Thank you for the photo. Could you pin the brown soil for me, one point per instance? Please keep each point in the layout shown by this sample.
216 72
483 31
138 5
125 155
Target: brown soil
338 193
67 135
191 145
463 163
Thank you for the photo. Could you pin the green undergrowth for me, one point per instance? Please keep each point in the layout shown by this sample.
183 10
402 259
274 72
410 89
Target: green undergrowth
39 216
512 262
....
▶ **AIM OF THE TASK**
Taking the listing line by line, count those with the word "each" and report that number only.

▶ **SOLUTION TO THIS PROBLEM**
2